Classification of Stars

Question 1

Describe the events for star formation

Answer 1

1) Clouds of gas in interstellar space (nebulae) contract under their own gravitational forces
2) This forms a protostar, containing a fixed mass of gas which results in a rise in temperature when it contracts
3) When temperatures reach values in the order of 10⁶K, the protostars ignite, stabalise, and appear on the main sequence of the Hertzsprung-Russel diagram
4) The star stabilises because the gravitational attraction that causes the collapse is balanced out by the radiation pressure due to the nuclear fusion in the core of the star

Question 2

When during the formation of a star does the fusion of Hydrogen nuclei take place?

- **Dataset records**
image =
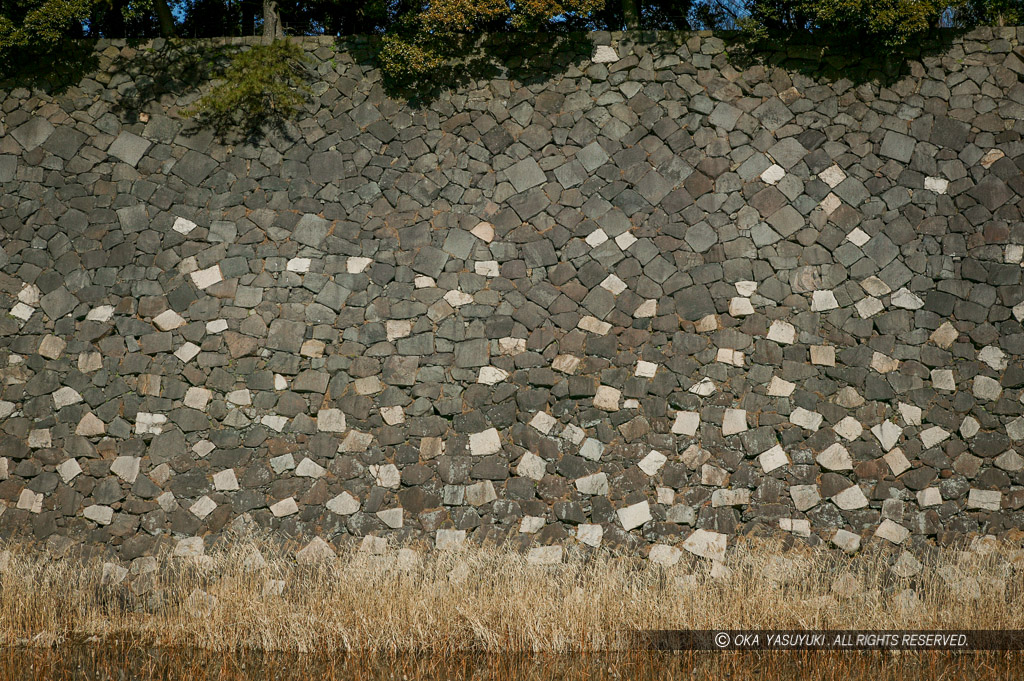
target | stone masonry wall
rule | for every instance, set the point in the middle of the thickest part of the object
(653, 294)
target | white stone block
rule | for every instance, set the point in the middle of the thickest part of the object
(169, 321)
(773, 459)
(343, 504)
(225, 480)
(285, 508)
(484, 442)
(850, 499)
(652, 463)
(309, 468)
(531, 466)
(734, 421)
(634, 515)
(707, 544)
(686, 423)
(595, 484)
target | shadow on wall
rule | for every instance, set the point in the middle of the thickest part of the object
(525, 57)
(829, 58)
(182, 70)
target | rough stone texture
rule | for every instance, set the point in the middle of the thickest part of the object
(647, 297)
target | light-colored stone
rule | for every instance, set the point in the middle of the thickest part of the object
(686, 423)
(734, 421)
(169, 321)
(888, 434)
(884, 364)
(986, 500)
(945, 335)
(849, 428)
(773, 174)
(565, 364)
(613, 285)
(604, 54)
(705, 387)
(994, 357)
(343, 504)
(545, 555)
(730, 356)
(126, 468)
(805, 497)
(847, 541)
(850, 499)
(101, 515)
(823, 355)
(1010, 461)
(780, 388)
(530, 524)
(773, 459)
(906, 299)
(484, 442)
(833, 176)
(69, 470)
(646, 309)
(806, 419)
(822, 301)
(740, 306)
(595, 484)
(592, 450)
(285, 508)
(198, 398)
(331, 421)
(933, 436)
(897, 461)
(707, 544)
(90, 426)
(663, 554)
(492, 375)
(531, 466)
(386, 475)
(204, 279)
(392, 517)
(393, 415)
(781, 332)
(652, 463)
(929, 497)
(836, 457)
(596, 238)
(543, 422)
(892, 531)
(225, 480)
(309, 468)
(607, 398)
(645, 369)
(203, 507)
(986, 388)
(635, 515)
(594, 326)
(721, 498)
(314, 552)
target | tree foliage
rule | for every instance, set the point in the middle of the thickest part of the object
(264, 85)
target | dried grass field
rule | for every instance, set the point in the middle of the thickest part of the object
(247, 609)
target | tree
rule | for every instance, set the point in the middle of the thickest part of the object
(421, 41)
(863, 24)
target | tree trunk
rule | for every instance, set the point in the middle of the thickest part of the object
(631, 15)
(248, 17)
(165, 17)
(271, 22)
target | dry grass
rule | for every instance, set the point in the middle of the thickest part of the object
(488, 600)
(484, 613)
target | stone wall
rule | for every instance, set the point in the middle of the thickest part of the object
(650, 294)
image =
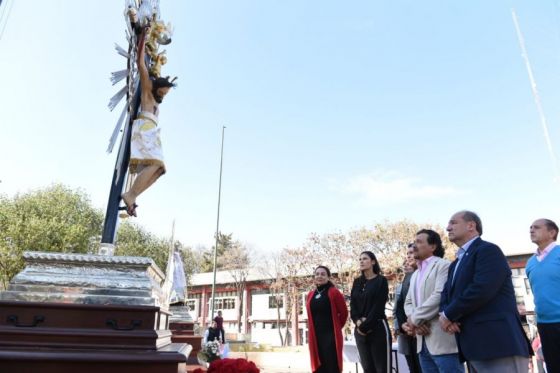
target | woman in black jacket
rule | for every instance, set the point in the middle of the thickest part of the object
(369, 295)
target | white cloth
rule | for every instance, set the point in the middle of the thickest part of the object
(145, 143)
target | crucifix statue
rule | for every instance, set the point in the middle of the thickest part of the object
(140, 153)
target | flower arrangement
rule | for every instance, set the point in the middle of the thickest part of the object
(231, 366)
(210, 352)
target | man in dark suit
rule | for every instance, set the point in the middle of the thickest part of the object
(406, 343)
(478, 302)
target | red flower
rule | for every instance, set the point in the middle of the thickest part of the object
(233, 366)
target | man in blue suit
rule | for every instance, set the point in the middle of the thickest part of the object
(478, 302)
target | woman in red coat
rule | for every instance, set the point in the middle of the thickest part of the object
(326, 315)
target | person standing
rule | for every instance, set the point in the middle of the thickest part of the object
(212, 333)
(406, 343)
(327, 315)
(543, 271)
(478, 302)
(368, 297)
(437, 349)
(220, 326)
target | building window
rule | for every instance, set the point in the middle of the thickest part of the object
(275, 301)
(190, 303)
(222, 304)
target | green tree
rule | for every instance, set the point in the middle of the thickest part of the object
(53, 219)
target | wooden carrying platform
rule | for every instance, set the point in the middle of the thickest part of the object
(69, 338)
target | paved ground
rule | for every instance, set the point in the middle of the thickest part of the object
(297, 361)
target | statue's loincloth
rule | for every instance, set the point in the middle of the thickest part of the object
(145, 143)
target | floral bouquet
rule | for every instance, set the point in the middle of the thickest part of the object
(231, 366)
(210, 351)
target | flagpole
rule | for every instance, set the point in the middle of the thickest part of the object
(217, 227)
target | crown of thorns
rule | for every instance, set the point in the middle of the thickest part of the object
(164, 82)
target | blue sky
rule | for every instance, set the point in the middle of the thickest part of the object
(338, 115)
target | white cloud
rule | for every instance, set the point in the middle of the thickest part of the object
(391, 187)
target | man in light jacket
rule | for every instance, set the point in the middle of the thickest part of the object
(437, 349)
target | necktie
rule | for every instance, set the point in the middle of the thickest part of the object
(460, 254)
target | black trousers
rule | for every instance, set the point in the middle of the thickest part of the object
(550, 340)
(375, 348)
(412, 359)
(222, 334)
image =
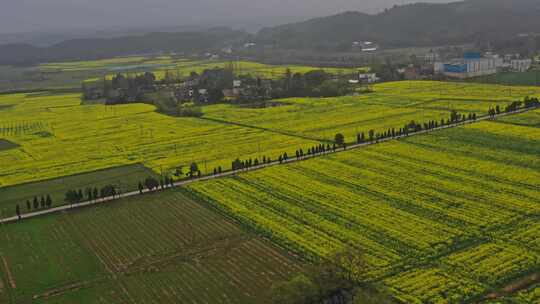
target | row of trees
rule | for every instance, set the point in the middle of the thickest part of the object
(152, 184)
(238, 164)
(528, 102)
(90, 194)
(37, 204)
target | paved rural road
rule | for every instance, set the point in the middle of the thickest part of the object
(230, 173)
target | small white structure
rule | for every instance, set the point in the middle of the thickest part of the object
(365, 46)
(368, 77)
(520, 65)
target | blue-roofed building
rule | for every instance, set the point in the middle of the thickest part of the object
(471, 65)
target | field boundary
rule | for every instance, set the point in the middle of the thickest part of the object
(74, 175)
(254, 168)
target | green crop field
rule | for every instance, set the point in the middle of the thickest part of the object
(125, 178)
(443, 218)
(158, 248)
(7, 145)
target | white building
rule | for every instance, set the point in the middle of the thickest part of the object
(368, 77)
(472, 65)
(520, 65)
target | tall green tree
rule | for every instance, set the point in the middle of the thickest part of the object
(339, 139)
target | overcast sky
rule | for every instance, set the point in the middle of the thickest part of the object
(68, 15)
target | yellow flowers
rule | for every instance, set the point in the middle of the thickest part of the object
(436, 215)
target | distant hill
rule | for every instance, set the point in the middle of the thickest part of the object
(86, 49)
(419, 24)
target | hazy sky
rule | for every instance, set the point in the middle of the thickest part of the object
(49, 15)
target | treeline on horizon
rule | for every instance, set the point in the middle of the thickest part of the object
(495, 23)
(90, 49)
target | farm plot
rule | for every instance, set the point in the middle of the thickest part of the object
(7, 145)
(76, 138)
(157, 248)
(125, 179)
(391, 105)
(443, 200)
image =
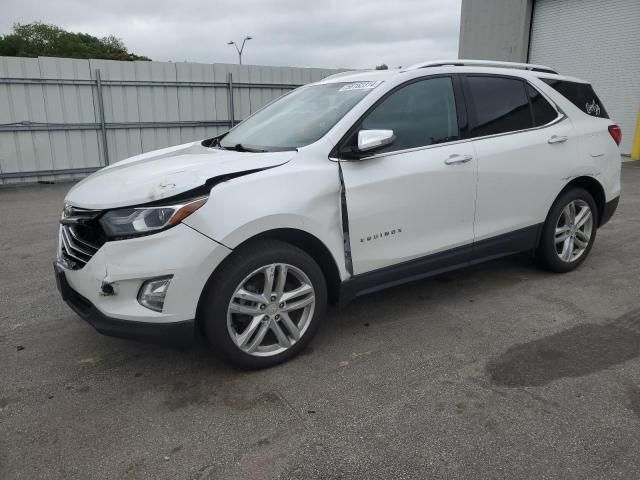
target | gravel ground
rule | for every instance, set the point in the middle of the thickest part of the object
(497, 371)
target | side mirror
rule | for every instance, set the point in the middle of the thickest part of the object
(372, 139)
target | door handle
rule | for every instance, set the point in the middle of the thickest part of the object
(557, 139)
(457, 159)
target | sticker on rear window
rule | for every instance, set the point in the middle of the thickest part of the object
(360, 85)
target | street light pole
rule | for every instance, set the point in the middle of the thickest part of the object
(239, 50)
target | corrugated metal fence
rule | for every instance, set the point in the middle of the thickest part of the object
(63, 118)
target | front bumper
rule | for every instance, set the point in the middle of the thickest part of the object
(180, 334)
(123, 266)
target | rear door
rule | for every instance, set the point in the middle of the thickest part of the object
(416, 196)
(521, 142)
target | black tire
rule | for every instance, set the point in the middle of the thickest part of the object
(220, 289)
(546, 254)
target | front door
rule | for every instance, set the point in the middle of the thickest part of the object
(415, 197)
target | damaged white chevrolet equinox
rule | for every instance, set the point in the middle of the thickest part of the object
(340, 188)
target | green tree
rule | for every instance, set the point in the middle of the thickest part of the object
(40, 39)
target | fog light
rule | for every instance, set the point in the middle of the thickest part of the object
(152, 293)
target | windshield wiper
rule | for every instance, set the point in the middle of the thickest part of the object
(241, 148)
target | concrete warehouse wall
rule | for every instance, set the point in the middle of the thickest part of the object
(495, 30)
(55, 113)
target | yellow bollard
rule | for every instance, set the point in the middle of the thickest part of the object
(635, 149)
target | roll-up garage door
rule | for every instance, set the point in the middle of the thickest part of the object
(598, 41)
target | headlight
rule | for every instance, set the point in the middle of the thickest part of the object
(134, 221)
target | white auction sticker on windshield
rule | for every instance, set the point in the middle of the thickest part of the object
(360, 85)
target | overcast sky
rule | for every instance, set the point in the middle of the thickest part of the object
(330, 33)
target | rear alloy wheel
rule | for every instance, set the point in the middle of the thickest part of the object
(263, 305)
(573, 230)
(569, 232)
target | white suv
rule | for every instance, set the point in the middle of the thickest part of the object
(340, 188)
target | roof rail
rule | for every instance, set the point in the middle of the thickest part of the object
(483, 63)
(342, 74)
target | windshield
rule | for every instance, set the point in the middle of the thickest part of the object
(297, 119)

- **OBJECTIVE 1**
According to the star classification text, roughly what temperature must a protostar reach before it ignites?
- **OBJECTIVE 2**
Retype the dataset entries from the line containing "target | windshield wiper" through the last line of the entries, including both ends.
These entries are unrelated to the star classification text.

- **EXPECTED ANSWER 1**
Values in the order of 10⁶K.

- **EXPECTED ANSWER 2**
target | windshield wiper
rule | for every instance, set the point in the middle of the thickest part of the object
(241, 148)
target | concrete warehouse wall
rule | for every instance, set the point in the middle of the thickest part of the object
(495, 30)
(55, 113)
target | yellow bollard
rule | for every instance, set the point in the middle of the thickest part of the object
(635, 149)
target | roll-up garage door
rule | for every instance, set the point in the middle of the thickest part of the object
(598, 41)
target | headlight
rule | for every instance, set the point in the middle of the thickest part of the object
(134, 221)
target | white auction sticker on windshield
rule | for every instance, set the point in the middle of the thickest part of the object
(360, 85)
target | overcast sky
rule | for every instance, set the point in the middle of the thickest part of the object
(330, 33)
target | rear alloy wheel
rule | for every instance, set the point in the middle of the thickest part of the object
(263, 305)
(573, 230)
(569, 232)
target | white suv
rule | for every instance, set the point in the middle of the thickest part of the object
(340, 188)
target | roof rail
rule | for every instance, set the point in the middle of the thickest part of the object
(483, 63)
(342, 74)
target | windshield
rule | for every instance, set the point in the middle of the thickest part of the object
(297, 119)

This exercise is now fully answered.